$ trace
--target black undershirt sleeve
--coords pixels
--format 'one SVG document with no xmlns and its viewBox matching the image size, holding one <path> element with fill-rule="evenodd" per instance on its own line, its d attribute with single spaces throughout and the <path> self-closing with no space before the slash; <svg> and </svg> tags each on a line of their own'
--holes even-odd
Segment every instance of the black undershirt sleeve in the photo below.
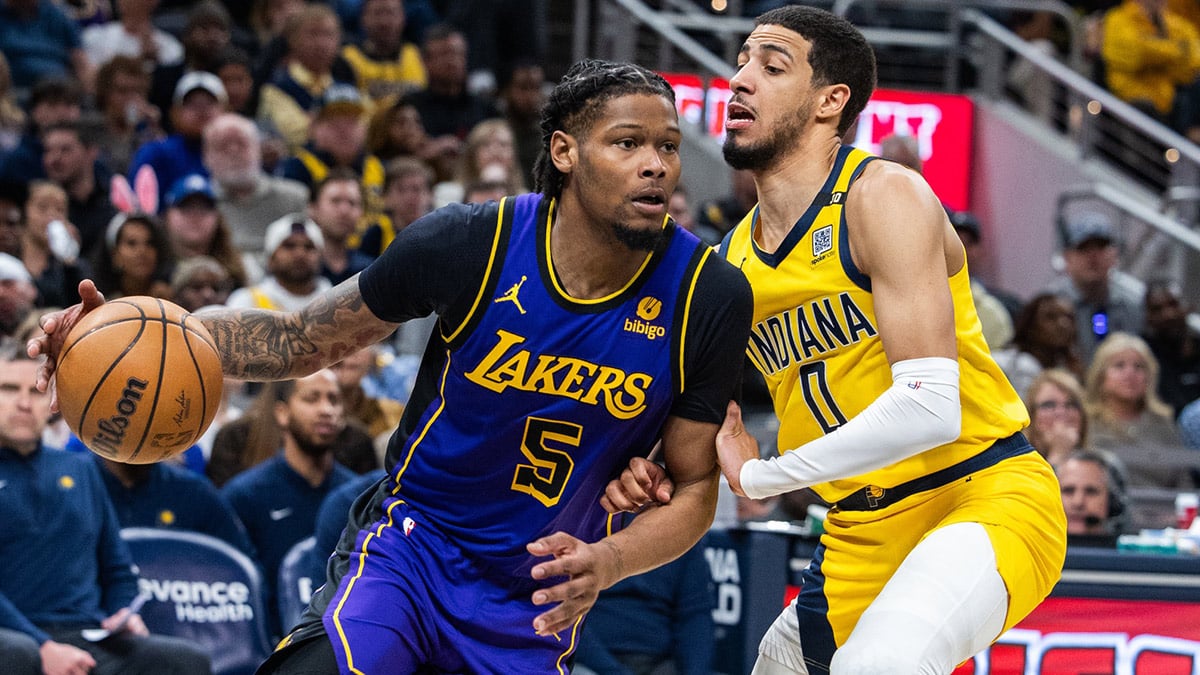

▸ WHAT YOU NEED TO DO
Although the records above contain pictures, output every line exactly and leave the pictures out.

▸ TASK SOLUTION
$ trace
--target black undershirt sleeve
--coords pixels
--format 'one SVG document with no xmlns and its viewBox matching the image size, holding one <path> element with fill-rule="evenodd" per instance on its own line, its d attribute with single spaces throughout and the <path> self-closing with no space before the slash; <svg> and </svg> tags each on a line of their own'
--holes even-odd
Segment every instance of the black undershirt sleeve in the photo below.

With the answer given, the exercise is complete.